■ Exercise ■
Copy the material below line for line, without changing a single character.
■ ■ ■ ■
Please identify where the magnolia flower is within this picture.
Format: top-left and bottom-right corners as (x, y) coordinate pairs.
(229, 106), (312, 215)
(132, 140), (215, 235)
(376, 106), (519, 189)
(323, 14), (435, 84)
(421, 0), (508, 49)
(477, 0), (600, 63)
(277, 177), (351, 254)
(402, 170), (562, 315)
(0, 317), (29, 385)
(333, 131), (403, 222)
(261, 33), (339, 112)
■ ■ ■ ■
■ Exercise response ■
Please identify where the magnolia flower is within this picture.
Format: top-left and bottom-right corners as (x, y) coordinate pairs.
(229, 106), (312, 215)
(132, 140), (215, 235)
(376, 106), (519, 189)
(323, 14), (435, 84)
(421, 0), (508, 49)
(477, 0), (600, 63)
(277, 177), (351, 254)
(402, 170), (562, 315)
(0, 317), (29, 385)
(333, 131), (403, 222)
(261, 33), (339, 112)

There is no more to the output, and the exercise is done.